__What is asked__: Reproduce exactly the lines beginning with the line that contains "# test: for every instance of the chick's leg, mark" and ending at the final line of the material below.

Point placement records
════════════════
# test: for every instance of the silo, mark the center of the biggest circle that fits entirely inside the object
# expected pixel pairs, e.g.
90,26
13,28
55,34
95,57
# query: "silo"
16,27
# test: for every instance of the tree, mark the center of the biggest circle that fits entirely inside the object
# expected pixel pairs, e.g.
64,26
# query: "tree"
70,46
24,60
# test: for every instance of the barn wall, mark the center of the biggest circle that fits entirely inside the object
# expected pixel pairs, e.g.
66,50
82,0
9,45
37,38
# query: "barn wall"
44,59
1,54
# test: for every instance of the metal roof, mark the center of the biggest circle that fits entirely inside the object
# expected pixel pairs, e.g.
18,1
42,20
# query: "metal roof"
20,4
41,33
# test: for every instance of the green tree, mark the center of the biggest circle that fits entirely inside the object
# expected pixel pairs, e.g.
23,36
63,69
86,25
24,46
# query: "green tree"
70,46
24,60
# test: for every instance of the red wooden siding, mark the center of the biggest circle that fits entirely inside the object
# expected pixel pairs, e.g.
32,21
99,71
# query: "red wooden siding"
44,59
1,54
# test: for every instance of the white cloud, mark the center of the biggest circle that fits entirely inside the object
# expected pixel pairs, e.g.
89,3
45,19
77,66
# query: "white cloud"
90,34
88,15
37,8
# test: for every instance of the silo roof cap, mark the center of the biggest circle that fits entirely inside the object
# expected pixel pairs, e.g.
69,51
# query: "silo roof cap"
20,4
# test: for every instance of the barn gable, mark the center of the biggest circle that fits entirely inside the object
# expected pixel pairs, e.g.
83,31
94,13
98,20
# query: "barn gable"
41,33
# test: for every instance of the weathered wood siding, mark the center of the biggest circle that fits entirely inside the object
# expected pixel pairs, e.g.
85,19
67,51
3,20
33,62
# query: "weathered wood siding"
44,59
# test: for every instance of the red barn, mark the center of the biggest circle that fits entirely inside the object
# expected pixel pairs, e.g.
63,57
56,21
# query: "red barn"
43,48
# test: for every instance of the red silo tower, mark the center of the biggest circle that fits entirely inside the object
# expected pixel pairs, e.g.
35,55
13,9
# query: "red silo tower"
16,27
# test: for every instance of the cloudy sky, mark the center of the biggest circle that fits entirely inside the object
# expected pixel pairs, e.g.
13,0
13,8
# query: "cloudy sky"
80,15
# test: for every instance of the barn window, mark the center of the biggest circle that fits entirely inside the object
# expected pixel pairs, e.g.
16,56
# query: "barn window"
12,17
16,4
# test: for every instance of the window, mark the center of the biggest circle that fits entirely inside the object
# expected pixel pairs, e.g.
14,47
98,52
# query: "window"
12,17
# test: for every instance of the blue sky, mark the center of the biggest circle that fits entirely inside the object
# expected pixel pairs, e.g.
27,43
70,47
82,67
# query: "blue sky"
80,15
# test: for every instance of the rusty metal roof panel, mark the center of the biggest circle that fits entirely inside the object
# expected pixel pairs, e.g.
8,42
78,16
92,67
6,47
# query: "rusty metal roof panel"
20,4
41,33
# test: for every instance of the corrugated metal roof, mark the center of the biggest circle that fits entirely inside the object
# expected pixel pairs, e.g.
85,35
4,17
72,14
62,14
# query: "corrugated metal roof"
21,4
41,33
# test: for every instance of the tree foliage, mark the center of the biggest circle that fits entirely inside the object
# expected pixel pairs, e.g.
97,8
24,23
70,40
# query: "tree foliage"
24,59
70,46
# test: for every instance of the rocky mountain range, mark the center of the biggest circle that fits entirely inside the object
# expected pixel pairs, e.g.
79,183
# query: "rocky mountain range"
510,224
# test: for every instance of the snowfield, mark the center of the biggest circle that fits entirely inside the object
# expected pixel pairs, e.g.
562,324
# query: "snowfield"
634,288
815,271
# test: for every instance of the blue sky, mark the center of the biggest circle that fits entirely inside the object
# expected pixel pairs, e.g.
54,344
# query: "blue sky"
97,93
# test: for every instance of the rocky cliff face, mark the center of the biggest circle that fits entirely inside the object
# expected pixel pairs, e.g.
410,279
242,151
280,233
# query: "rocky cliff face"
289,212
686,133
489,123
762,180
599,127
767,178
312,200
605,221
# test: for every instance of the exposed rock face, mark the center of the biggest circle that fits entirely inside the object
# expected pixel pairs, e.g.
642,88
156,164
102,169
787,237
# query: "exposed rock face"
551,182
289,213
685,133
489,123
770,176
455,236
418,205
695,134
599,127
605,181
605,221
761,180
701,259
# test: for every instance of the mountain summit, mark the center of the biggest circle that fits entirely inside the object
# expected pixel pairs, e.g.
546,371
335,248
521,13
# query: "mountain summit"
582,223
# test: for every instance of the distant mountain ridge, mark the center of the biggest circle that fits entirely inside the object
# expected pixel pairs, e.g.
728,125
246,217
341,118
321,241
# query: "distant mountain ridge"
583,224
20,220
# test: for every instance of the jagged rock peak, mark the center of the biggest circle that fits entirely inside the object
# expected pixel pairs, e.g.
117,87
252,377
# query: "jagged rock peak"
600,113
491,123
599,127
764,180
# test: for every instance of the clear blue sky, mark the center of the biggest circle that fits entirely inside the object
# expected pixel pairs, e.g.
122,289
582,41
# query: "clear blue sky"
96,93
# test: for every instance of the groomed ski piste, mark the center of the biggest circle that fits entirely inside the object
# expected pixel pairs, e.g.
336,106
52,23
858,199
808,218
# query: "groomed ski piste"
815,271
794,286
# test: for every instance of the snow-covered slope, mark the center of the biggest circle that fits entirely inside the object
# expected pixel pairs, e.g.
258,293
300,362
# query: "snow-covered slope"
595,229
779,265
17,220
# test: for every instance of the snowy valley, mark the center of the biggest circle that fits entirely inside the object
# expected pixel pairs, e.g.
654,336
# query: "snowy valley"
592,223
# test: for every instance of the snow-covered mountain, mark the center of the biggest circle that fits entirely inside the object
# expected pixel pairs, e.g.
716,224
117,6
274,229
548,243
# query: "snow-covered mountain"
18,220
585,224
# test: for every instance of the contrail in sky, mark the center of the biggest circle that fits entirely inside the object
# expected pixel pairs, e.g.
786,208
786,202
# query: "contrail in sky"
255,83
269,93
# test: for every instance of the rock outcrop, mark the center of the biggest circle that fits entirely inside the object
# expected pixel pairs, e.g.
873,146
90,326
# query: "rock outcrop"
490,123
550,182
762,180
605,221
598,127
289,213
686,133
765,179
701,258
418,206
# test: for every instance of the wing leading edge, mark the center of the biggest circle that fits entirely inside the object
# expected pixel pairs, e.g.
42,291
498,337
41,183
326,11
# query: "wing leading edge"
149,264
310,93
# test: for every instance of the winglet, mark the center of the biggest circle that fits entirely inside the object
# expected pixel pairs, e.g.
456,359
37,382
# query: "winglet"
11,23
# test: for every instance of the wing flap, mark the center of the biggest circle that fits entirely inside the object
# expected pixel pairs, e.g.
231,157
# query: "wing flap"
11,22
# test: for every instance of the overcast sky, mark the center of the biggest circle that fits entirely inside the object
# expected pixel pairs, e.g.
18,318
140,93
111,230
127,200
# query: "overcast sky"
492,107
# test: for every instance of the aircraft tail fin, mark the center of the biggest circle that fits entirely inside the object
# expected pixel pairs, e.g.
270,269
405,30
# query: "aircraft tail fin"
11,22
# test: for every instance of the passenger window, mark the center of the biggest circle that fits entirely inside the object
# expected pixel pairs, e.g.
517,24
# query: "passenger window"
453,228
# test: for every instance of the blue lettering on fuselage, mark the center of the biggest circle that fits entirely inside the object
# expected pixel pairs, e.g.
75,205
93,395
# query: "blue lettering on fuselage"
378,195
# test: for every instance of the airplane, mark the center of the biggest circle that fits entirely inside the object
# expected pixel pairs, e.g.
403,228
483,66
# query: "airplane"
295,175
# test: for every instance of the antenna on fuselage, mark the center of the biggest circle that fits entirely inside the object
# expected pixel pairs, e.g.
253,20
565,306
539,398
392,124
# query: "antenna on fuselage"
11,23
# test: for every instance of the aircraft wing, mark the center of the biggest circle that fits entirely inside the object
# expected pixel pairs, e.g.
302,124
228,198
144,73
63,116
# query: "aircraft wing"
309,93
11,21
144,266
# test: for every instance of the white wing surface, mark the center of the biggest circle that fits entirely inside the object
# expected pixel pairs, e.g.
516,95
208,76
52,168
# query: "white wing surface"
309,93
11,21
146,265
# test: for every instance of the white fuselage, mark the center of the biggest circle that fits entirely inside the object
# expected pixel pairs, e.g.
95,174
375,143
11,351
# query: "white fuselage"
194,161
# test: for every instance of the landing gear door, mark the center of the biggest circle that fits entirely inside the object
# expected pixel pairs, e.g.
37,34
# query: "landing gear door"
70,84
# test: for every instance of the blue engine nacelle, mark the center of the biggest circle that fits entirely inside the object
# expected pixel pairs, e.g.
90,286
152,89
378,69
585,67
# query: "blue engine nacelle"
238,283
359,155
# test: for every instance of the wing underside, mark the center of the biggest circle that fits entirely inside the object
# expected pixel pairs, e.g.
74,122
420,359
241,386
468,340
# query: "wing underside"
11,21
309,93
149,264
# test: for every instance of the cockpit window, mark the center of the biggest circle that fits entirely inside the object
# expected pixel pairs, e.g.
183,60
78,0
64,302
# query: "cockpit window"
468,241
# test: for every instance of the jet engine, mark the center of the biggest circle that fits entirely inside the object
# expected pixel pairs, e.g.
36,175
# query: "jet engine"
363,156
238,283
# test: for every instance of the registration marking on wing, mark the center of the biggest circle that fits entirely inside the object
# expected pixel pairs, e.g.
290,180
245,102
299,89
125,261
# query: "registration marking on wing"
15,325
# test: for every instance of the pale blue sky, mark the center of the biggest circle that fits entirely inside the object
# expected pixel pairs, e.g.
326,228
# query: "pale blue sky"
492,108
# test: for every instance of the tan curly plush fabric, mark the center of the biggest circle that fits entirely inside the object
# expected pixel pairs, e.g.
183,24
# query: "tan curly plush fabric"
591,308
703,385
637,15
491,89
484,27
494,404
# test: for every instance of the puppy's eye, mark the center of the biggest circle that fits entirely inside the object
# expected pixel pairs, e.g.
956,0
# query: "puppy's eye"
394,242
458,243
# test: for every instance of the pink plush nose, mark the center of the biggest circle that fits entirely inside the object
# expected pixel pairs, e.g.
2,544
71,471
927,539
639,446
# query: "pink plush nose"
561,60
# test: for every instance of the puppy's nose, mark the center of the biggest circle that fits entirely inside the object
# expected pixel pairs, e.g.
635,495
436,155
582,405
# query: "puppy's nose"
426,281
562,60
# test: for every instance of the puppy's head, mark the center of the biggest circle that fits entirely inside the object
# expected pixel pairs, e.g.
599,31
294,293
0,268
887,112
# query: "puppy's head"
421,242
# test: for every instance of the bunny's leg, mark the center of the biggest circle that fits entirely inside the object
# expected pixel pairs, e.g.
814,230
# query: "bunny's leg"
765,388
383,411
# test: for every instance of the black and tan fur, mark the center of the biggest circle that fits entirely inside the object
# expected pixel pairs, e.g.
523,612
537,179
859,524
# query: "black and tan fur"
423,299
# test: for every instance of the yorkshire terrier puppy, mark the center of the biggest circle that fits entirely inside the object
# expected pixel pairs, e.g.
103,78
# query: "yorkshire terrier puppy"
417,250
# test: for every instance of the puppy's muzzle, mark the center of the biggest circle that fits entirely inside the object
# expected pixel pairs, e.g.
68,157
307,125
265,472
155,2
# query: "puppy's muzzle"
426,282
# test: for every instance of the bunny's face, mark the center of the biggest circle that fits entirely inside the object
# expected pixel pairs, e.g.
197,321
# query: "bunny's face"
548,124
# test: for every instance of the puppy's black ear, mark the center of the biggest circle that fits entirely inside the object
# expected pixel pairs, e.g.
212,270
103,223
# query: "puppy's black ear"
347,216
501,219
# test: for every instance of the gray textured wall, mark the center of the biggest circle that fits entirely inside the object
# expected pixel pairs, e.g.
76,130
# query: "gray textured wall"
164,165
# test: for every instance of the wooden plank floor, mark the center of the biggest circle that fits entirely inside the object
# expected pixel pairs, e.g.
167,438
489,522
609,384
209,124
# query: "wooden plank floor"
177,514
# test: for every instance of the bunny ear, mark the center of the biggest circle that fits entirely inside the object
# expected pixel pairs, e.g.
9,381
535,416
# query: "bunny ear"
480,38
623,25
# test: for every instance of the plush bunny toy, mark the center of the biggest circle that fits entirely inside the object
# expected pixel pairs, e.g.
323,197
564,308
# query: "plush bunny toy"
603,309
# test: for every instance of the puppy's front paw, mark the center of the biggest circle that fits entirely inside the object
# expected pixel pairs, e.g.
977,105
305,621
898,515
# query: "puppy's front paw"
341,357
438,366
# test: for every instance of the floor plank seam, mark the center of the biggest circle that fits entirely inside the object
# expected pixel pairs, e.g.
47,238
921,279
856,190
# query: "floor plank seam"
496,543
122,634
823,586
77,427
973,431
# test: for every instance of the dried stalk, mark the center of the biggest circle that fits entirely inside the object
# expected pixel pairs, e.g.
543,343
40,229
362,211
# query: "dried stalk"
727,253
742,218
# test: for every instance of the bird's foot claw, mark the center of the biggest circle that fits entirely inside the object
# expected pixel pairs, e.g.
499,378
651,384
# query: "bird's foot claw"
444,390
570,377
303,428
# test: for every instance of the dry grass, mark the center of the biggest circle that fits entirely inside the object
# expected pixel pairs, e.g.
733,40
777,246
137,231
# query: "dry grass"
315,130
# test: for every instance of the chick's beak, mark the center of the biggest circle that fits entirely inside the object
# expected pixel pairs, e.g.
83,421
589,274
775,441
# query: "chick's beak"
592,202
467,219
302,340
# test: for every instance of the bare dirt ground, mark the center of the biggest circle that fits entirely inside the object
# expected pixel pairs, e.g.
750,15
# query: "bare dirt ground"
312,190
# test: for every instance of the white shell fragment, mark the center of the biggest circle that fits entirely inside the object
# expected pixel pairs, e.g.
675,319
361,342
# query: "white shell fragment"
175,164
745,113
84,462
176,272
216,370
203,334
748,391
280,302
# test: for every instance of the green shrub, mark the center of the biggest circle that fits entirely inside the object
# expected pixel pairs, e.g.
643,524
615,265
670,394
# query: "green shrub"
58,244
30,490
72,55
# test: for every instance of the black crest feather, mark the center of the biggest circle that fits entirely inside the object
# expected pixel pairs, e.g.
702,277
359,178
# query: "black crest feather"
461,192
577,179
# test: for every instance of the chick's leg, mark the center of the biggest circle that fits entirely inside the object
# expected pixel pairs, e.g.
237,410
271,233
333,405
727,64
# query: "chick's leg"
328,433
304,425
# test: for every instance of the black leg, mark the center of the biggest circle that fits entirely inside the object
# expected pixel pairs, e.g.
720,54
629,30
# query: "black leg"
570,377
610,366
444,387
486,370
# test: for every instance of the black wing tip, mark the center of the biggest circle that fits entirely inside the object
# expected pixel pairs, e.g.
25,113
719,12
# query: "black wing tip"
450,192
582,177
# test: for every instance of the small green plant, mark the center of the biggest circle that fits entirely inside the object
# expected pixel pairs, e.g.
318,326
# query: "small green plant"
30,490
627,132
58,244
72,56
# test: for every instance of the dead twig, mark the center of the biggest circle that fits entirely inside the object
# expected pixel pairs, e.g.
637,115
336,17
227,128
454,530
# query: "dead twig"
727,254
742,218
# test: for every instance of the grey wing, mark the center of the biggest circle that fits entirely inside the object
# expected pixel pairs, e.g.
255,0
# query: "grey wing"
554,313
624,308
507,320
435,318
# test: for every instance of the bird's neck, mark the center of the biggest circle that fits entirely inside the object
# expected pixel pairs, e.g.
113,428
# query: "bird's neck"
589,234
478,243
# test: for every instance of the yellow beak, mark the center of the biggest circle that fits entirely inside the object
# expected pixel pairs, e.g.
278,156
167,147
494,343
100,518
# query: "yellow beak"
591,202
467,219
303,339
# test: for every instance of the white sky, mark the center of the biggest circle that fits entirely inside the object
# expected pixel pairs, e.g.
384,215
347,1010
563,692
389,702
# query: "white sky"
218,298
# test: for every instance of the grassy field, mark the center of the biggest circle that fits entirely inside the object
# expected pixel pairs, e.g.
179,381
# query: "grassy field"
════════════════
__Task answer__:
# test: for every instance of the chick's leg, mark the center of the biggest circle that fits entirely inside the object
# expected pixel pairs, e.g.
237,410
271,233
333,405
727,64
# query: "chick's leg"
328,433
304,425
# test: for every instance of the black leg, mark the center of the biggest circle that fits entirely inside the object
# expected pixel pairs, e.g.
720,54
629,30
# query: "black leg"
570,377
610,366
444,387
486,370
# test: for every instance of the black wing tip, mark the center of the biggest circle that fits entirely inside the object
# expected pixel pairs, e.g.
25,113
719,12
# query: "black wing tip"
450,192
582,177
# test: for every instance of the small green plant, mark the center of the biggest circle that fits entirely inside the object
# expected pixel pairs, e.g.
318,326
# query: "small green plant"
30,490
627,132
58,244
72,56
# test: for every instance of the dead twig, mark the center of the biggest circle that fits entirely inside the object
# expected pixel pairs, e.g.
637,115
336,17
227,128
454,530
# query: "dead twig"
727,254
742,218
# test: for every instance of the grey wing, mark the center of the biggest circle that fits entirely inside the object
# expected pixel pairs, e.g.
255,0
# query: "grey wing"
554,313
624,308
507,320
435,318
# test: for every instance of the bird's neck, mark the center of the biggest circle that fits entirely inside the object
# expected pixel pairs, e.g.
113,428
# query: "bird's neck"
589,234
478,243
# test: for every instance of the yellow beak, mark the center of the biggest circle that fits entirely inside the object
# expected pixel pairs, e.g.
278,156
167,147
494,343
100,518
# query: "yellow beak"
591,202
467,219
303,339
# test: for every instance of the white sky, mark the center of the biggest circle that fits entirely inside the object
# expected pixel pairs, e.g.
384,215
347,1010
563,692
389,702
# query: "white sky"
218,298
# test: for every instance of the grassy field, mark the center of the biggest circle that fits entirely inside the object
# expected pixel pairs, e.g.
179,381
# query: "grassy field"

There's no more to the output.